The VIP only becomes active after bootstrap. Before bootstrap, connect directly to a control plane IP:

# Direct connection before VIP is active
talosctl --nodes 192.168.30.21 health

etcd Issues

# Check etcd status
talosctl etcd status --nodes 192.168.30.21

# View etcd members
talosctl etcd members --nodes 192.168.30.21

# Check etcd logs
talosctl logs etcd --nodes 192.168.30.21

Metrics Server TLS Errors

If metrics-server shows certificate errors, ensure the kubelet patch includes:

machine:
  kubelet:
    extraConfig:
      serverTLSBootstrap: true

And the kubelet-serving-cert-approver is deployed:

cluster:
  extraManifests:
    - https://raw.githubusercontent.com/alex1989hu/kubelet-serving-cert-approver/main/deploy/standalone-install.yaml

Reset a Node

Data Loss Warning

This will wipe all data on the node.

# Reset a specific node
talosctl reset --nodes 192.168.30.24 --graceful=false

Terraform State Management

Configure S3 backend in main.tf:

terraform {
  backend "s3" {
    bucket         = "talos-terraform-state"

> The exercise
According to the text excerpt on managing a Talos cluster, what kubelet setting should be enabled if metrics-server shows certificate errors?

> Records
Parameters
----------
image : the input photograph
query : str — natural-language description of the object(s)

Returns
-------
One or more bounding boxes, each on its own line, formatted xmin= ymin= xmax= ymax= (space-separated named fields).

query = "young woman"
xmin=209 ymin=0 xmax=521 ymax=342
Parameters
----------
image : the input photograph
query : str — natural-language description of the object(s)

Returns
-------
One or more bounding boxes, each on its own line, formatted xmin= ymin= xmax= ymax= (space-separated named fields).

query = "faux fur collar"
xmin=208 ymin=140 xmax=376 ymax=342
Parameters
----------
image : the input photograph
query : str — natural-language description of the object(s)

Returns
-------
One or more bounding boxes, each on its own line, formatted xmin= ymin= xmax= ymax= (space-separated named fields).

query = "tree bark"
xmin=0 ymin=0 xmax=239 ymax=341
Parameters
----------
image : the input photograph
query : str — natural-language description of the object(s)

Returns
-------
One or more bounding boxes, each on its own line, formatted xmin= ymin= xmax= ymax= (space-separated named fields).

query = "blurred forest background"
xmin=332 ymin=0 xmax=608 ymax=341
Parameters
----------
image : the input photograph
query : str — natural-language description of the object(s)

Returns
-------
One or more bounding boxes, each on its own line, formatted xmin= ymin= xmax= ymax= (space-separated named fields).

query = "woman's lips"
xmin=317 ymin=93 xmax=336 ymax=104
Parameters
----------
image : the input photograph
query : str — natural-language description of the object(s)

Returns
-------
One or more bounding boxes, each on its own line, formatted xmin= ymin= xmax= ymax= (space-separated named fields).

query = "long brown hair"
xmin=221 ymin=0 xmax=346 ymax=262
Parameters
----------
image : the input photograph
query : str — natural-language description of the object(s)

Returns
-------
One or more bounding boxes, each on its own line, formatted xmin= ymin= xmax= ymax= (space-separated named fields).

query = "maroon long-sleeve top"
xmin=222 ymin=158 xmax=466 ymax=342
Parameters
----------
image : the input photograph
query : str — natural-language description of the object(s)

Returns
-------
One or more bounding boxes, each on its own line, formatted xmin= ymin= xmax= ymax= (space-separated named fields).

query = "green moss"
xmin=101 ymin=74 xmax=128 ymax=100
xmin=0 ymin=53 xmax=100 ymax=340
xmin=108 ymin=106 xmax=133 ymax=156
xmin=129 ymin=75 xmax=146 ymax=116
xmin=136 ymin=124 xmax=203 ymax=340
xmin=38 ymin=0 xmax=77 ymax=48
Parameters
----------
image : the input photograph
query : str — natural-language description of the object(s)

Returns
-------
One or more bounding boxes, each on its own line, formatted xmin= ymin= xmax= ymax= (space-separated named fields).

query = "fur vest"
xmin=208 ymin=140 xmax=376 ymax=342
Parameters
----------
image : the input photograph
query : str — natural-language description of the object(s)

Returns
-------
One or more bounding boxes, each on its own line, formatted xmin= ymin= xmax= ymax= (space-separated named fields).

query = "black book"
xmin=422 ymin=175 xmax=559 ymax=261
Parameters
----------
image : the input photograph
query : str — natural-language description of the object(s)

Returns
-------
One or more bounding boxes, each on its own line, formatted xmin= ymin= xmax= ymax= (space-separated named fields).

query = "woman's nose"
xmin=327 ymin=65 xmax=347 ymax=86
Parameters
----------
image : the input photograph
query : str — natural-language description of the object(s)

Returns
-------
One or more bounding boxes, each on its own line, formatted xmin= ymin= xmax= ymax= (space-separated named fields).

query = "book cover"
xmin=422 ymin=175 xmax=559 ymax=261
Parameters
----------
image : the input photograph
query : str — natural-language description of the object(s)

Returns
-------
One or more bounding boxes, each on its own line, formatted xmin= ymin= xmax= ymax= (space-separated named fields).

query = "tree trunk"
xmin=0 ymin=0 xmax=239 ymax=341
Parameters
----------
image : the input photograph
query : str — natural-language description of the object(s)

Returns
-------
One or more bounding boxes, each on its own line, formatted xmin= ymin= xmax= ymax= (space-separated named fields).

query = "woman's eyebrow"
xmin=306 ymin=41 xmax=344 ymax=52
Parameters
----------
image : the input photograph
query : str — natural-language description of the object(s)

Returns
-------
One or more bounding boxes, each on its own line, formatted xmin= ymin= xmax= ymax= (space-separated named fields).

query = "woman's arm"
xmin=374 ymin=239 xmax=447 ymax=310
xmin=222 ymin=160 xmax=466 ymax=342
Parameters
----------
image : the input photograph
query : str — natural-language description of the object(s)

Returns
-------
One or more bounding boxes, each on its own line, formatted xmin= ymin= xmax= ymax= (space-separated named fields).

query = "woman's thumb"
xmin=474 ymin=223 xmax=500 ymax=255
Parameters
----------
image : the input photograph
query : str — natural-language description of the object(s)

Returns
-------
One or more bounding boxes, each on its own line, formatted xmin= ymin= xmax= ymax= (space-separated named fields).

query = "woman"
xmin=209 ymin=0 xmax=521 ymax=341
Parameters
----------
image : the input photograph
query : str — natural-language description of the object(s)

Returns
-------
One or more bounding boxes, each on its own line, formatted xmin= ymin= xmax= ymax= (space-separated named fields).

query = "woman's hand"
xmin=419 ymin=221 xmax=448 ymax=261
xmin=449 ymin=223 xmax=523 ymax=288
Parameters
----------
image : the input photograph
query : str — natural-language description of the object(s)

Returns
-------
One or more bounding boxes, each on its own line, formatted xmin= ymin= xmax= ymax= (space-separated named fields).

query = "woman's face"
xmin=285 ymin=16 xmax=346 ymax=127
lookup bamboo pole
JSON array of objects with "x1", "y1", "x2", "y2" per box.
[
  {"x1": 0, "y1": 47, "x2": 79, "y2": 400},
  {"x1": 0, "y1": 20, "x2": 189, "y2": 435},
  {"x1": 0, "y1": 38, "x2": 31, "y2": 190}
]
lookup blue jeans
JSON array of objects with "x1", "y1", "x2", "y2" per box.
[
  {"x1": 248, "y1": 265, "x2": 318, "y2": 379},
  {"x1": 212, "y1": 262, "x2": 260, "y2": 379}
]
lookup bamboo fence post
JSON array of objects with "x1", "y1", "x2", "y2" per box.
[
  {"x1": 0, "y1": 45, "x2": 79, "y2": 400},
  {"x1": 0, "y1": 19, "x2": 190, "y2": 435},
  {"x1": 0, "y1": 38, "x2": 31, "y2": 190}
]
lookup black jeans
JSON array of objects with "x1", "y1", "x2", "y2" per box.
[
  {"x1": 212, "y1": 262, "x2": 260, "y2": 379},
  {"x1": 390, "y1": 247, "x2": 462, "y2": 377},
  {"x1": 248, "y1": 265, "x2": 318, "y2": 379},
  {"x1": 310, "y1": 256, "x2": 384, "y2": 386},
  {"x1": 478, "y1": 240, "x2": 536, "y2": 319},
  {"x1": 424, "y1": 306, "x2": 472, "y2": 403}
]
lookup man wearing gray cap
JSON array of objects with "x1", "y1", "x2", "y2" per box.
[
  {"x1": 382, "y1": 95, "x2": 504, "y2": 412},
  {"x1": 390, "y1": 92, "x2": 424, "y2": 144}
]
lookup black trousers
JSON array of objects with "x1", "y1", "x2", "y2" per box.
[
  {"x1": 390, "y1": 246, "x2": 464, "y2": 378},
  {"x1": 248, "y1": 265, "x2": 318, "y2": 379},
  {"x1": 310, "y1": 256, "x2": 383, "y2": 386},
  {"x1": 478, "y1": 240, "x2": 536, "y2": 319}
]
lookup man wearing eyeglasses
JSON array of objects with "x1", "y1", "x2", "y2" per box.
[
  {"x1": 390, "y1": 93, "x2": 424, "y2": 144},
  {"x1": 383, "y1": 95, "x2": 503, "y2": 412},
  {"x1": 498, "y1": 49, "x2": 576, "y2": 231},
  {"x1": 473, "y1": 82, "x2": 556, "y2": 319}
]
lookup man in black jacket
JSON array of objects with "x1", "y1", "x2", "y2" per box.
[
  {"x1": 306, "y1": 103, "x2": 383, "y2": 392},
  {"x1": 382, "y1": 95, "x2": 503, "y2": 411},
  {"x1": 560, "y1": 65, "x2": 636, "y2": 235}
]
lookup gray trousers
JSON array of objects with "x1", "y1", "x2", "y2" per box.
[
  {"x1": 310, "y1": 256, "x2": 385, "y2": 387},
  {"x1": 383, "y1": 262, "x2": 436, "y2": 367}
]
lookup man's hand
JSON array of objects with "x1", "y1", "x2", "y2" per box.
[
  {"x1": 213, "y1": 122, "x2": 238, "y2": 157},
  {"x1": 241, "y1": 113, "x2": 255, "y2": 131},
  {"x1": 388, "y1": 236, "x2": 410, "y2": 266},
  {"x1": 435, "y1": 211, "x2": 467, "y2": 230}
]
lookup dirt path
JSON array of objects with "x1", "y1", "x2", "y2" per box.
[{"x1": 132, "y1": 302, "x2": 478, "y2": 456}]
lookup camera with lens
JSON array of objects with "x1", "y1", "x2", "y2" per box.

> Answer for the task
serverTLSBootstrap: true, under machine.kubelet.extraConfig.